Selected passage:
In addition, these risks and uncertainties include competitive factors,
outsourcing trends in the pharmaceutical industry, the general economic
conditions in the markets in which the Company operates, levels of industry
research and development spending, the Company's ability to continue to attract
and retain qualified personnel, the fixed price nature of product development
agreements or the loss of customers and other factors described in the Company's
filings with the Securities and Exchange Commission, including the "Risk
Factors" section as set forth in our Annual Report on Form 10-K for the year
ended December 31, 2020. Therefore, actual outcomes and results may differ
materially from what is expressed or forecasted in such forward-looking
statements. The forward-looking statements set forth herein speak only as of the
date of this report. The Company undertakes no obligation to update publicly any
forward-looking statements, whether as a result of new information, future
events or otherwise, except as may be required by applicable law. The Company
operates its business under one reportable segment.

Supplied records:
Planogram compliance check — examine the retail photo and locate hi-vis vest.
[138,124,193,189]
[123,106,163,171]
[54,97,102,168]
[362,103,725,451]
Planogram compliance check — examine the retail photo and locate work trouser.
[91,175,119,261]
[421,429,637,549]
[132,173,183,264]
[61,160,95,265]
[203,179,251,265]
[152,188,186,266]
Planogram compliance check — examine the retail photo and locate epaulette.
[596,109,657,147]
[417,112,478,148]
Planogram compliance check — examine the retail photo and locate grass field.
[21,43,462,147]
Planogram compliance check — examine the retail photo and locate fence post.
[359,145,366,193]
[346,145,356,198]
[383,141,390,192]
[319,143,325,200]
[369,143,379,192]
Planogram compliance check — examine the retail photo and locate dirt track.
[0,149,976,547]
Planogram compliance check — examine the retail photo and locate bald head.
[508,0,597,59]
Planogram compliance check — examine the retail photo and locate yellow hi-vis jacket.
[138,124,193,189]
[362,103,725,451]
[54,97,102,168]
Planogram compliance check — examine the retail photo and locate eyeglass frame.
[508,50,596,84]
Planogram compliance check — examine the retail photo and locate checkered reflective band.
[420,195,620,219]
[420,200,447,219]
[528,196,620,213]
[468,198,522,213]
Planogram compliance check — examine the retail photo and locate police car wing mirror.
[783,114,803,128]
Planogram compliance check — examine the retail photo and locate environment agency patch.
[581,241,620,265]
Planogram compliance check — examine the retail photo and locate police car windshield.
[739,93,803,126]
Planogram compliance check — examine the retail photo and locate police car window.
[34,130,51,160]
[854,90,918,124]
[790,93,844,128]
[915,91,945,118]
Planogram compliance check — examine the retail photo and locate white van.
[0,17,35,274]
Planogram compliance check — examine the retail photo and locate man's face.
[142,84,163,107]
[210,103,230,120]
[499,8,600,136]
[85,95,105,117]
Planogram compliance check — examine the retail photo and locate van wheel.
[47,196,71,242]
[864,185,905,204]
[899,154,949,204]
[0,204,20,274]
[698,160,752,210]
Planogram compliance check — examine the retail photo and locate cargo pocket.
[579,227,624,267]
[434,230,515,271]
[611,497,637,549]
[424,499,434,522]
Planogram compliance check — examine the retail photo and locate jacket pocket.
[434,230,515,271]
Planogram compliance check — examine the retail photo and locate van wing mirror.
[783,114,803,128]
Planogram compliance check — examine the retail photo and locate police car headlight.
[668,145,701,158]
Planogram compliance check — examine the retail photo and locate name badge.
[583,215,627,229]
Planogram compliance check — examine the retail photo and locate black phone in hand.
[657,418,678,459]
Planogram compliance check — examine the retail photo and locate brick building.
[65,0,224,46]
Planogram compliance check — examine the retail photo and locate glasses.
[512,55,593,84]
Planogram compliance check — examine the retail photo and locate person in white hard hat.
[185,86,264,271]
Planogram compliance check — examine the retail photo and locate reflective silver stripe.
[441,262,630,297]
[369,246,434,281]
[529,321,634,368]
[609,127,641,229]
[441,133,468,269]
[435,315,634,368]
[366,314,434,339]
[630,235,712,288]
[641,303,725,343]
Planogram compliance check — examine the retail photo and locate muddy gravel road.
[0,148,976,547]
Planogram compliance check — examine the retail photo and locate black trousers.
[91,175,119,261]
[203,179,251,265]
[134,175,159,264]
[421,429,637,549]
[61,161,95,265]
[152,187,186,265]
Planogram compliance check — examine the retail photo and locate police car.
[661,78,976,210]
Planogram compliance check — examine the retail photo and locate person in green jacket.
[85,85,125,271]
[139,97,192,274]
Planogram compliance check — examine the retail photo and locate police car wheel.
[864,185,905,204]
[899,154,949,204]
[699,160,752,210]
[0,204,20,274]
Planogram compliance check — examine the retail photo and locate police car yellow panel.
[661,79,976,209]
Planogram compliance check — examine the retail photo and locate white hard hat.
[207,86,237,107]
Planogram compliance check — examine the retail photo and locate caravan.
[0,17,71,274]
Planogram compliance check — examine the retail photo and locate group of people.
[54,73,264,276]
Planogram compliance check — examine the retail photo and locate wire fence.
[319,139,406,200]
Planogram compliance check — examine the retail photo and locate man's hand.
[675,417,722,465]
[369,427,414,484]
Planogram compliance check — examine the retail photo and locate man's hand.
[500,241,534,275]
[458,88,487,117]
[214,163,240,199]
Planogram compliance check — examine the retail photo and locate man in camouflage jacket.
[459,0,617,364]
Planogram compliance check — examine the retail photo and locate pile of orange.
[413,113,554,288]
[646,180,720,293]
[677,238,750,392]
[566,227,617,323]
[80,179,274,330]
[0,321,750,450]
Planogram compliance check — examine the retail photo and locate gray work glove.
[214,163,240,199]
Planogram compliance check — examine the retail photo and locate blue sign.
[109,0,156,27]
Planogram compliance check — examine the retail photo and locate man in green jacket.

Exercise details:
Answer these questions about the cautionary passage on forward-looking statements.
1. In which report does the passage say the "Risk Factors" section is set forth?
2. As of what point do the forward-looking statements speak?
3. How many reportable segments does the Company operate its business under?

Completed task:
1. The Annual Report on Form 10-K for the year ended December 31, 2020.
2. Only as of the date of this report.
3. One.